Task description:
Rewrite all of the records below, replacing "pixel marker" with "point marker" and leaving everything else unchanged.

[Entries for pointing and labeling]
---------------
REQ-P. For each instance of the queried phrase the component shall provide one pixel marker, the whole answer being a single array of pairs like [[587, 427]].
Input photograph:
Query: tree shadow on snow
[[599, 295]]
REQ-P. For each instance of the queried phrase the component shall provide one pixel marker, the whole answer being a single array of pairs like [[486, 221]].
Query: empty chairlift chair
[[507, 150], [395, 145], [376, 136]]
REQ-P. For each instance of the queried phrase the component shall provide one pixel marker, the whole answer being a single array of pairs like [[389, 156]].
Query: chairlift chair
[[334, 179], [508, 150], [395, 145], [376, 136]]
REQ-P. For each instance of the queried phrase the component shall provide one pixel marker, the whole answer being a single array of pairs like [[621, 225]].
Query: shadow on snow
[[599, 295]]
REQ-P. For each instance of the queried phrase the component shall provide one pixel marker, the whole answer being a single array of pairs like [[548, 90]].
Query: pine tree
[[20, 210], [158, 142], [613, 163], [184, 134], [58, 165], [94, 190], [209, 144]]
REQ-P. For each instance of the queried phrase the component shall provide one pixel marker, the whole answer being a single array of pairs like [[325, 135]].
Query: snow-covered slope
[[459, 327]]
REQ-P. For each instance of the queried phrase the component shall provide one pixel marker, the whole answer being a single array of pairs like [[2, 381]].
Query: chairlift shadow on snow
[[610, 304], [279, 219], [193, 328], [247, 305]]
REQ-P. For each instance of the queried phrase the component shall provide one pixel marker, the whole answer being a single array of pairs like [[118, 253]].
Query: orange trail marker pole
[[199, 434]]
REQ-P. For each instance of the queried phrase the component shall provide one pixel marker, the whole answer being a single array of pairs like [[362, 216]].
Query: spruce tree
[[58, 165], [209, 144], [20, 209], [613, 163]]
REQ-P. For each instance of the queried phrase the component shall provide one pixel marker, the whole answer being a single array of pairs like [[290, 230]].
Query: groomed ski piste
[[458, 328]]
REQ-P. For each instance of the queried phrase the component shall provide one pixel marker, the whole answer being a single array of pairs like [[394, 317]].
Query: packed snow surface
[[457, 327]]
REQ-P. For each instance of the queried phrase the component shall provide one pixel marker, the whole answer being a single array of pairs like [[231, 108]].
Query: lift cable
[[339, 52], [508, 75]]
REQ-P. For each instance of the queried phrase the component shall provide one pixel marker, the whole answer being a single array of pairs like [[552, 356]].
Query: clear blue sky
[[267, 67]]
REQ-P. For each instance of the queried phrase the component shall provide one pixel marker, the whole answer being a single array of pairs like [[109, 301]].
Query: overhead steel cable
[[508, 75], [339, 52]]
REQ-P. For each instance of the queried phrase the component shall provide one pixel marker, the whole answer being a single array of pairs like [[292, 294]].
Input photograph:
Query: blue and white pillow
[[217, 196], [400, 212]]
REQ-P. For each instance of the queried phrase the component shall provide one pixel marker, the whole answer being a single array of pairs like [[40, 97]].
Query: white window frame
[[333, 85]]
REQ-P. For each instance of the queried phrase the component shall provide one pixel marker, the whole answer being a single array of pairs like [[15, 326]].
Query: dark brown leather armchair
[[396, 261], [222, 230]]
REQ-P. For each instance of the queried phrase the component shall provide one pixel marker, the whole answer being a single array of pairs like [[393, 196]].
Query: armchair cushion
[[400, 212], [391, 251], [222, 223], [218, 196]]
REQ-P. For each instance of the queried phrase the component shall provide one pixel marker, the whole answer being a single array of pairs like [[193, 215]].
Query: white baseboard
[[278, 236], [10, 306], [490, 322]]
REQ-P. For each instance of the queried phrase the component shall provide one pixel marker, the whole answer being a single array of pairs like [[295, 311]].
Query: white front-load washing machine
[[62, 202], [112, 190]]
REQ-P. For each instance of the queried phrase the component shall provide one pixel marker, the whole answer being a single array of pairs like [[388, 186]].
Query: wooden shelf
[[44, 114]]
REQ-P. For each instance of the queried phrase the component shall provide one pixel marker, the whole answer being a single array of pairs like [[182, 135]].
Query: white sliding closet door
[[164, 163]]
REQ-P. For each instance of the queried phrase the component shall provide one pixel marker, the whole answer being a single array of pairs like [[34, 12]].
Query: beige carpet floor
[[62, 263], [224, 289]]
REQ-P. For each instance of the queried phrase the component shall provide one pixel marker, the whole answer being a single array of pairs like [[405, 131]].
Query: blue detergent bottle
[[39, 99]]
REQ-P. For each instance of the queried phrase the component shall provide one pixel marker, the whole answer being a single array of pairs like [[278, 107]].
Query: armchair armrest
---------------
Problem solution:
REQ-P. For each instance of the queried phrase the component shall provide one point marker, the whole answer being a single array of pairs like [[587, 427]].
Input photograph:
Query: tree shadow on snow
[[599, 295]]
REQ-P. For each instance of the queried phrase the component shall provide one point marker, the whole answer being a single array of pairs like [[486, 221]].
Query: empty chairlift chair
[[507, 150], [395, 145], [376, 136]]
REQ-P. For each instance of the queried phrase the component shall provide one point marker, the whole answer being a single array of pairs like [[389, 156]].
Query: chairlift chair
[[334, 179], [508, 150], [395, 145], [376, 136]]
REQ-P. For each instance of the queried phrase the component shall provide one point marker, the whole answer being a single array of pairs like [[621, 225]].
Query: shadow on snow
[[599, 295]]
REQ-P. For each instance of the queried phrase the component shall provide one point marker, the whole answer being a single array of pairs like [[548, 90]].
Query: pine tree
[[20, 210], [158, 142], [613, 163], [184, 134], [58, 165], [94, 190], [209, 144]]
REQ-P. For each instance of the queried phrase the component shall provide one point marker, the whole answer being a single array of pairs like [[325, 135]].
Query: snow-covered slope
[[459, 327]]
REQ-P. For each instance of the queried phrase the component shall provide one point marker, the whole answer being a single array of pairs like [[2, 381]].
Query: chairlift shadow on snow
[[610, 304], [279, 219], [193, 328], [247, 305]]
REQ-P. For each instance of the queried phrase the component shall provide one point marker, the whole answer being a single array of pairs like [[118, 253]].
Query: orange trail marker pole
[[199, 434]]
REQ-P. For each instance of the queried phrase the component shall provide one point marker, the whole answer being a single array of pairs like [[362, 216]].
Query: spruce tree
[[58, 165], [209, 144], [20, 209], [613, 163]]
REQ-P. For each instance of the queried phrase the component shall provide one point marker, the whole answer being a single array of pairs like [[290, 230]].
Query: groomed ski piste
[[458, 328]]
REQ-P. For each instance of the queried phrase the component shall provide one point marker, the whole answer being a single array of pairs like [[394, 317]].
Query: packed snow surface
[[457, 327]]
REQ-P. For each instance of the queried phrase the component shall provide one point marker, the whole answer being a single array of pairs like [[231, 108]].
Query: lift cable
[[339, 52], [508, 75]]
REQ-P. For each instance of the queried phrase the component shall provide one point marker, the whole answer being a single array of pairs like [[552, 356]].
Query: clear blue sky
[[267, 67]]
REQ-P. For each instance of the queried phrase the component shall provide one point marker, the whole answer being a single array of pairs like [[109, 301]].
Query: overhead steel cable
[[508, 75], [339, 52]]
REQ-P. For each instance of the queried phrase the component shall provide one point marker, the whole answer being a single array of pairs like [[292, 294]].
Input photograph:
Query: blue and white pillow
[[217, 196], [400, 212]]
REQ-P. For each instance of the queried phrase the component shall provide one point marker, the whole answer being a single array of pairs like [[40, 97]].
Query: white window frame
[[333, 85]]
REQ-P. For each instance of the queried phrase the component shall provide one point marker, the whole answer being a single array of pairs like [[15, 326]].
Query: dark brown leather armchair
[[396, 261], [222, 230]]
REQ-P. For each instance of the queried phrase the component shall provide one point marker, the whole answer being a single array of pairs like [[393, 196]].
Query: armchair cushion
[[400, 212], [391, 251], [222, 223], [218, 196]]
REQ-P. For each instance of the queried phrase the component shall provide one point marker, the whole answer being a single array of pairs like [[193, 215]].
Query: white baseboard
[[278, 236], [10, 306], [490, 322]]
REQ-P. For each instance of the queried phrase the component shall provide one point marker, the whole answer being a single array of pairs like [[295, 311]].
Query: white front-load washing machine
[[62, 202], [112, 190]]
REQ-P. For each instance of the queried phrase the component shall provide one point marker, the whole answer being a single array of pairs like [[388, 186]].
Query: wooden shelf
[[44, 114]]
REQ-P. For each instance of the queried phrase the component shall provide one point marker, the whole answer being a single array of pairs like [[182, 135]].
Query: white sliding closet door
[[164, 163]]
REQ-P. For each instance of the queried phrase the component shall provide one point marker, the whole answer being a single array of pairs like [[34, 12]].
Query: beige carpet floor
[[62, 263], [224, 289]]
REQ-P. For each instance of the queried phrase the component shall provide one point marker, the whole answer being a single array of pairs like [[405, 131]].
Query: blue detergent bottle
[[39, 99]]
REQ-P. For each instance of the queried phrase the component shall provide one point marker, the whole answer being a single array of pairs like [[278, 107]].
Query: armchair armrest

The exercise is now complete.